Rewrite the lines of the records as a numbered list, starting with the line that contains "of the farmland" and continuing through the last line of the records. Leave out any blank lines.

Extracted records:
○ ○ ○ ○ ○

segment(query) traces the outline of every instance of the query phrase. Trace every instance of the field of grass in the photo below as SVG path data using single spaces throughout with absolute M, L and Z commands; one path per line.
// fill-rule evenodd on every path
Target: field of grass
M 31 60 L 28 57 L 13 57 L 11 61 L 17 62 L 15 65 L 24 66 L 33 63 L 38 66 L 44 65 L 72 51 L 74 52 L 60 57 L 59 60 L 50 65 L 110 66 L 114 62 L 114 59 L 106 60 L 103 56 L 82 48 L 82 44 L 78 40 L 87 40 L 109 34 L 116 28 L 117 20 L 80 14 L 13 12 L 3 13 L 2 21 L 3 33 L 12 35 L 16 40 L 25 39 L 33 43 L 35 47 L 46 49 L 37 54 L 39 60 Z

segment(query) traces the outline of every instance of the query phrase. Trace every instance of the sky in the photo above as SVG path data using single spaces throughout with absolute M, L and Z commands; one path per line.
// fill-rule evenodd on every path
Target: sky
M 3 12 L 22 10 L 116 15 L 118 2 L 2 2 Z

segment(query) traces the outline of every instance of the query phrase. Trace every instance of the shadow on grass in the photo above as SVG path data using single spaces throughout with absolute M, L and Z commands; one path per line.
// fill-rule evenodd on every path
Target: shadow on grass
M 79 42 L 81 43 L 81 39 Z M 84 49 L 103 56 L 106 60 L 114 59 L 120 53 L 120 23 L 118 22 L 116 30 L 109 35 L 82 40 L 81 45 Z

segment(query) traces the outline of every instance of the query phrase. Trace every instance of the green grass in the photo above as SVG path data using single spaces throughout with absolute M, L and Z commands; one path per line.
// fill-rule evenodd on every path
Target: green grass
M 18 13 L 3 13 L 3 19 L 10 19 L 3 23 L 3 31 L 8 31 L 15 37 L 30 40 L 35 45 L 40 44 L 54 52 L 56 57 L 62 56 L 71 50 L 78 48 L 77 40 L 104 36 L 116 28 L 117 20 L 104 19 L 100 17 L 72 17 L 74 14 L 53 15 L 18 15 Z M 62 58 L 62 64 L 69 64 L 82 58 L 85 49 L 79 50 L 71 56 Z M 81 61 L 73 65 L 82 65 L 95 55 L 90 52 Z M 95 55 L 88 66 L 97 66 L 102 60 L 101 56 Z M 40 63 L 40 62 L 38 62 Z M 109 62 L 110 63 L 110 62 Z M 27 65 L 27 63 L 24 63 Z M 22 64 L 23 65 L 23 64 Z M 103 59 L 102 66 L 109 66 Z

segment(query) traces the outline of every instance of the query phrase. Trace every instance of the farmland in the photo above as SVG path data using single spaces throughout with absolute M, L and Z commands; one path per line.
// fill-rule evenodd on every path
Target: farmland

○ ○ ○ ○ ○

**Expected answer:**
1. segment(query) traces the outline of every instance of the query phrase. Trace every instance of the farmland in the photo above as SVG path data using single spaces throughout with absolute M, L and Z commands; one path per line.
2. // fill-rule evenodd on every path
3. Target: farmland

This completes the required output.